> Input for this task
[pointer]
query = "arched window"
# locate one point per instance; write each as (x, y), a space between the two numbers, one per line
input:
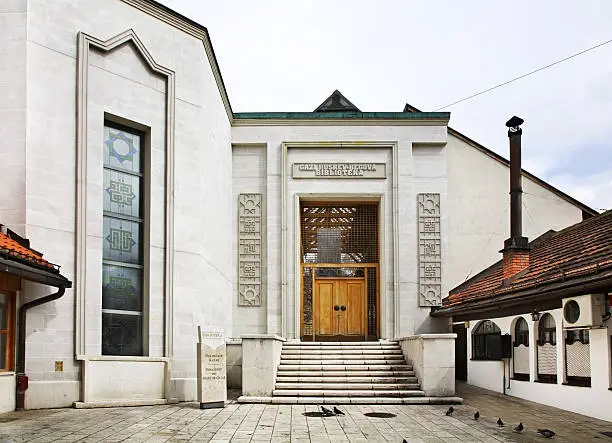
(547, 330)
(547, 349)
(520, 358)
(486, 341)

> Short task
Copy every row above word for word, without the pictures.

> Response for this exercise
[pointer]
query = "arched window"
# locate one point per instance; write each as (x, y), a space between the two numbers, one per line
input:
(547, 330)
(547, 349)
(520, 358)
(486, 341)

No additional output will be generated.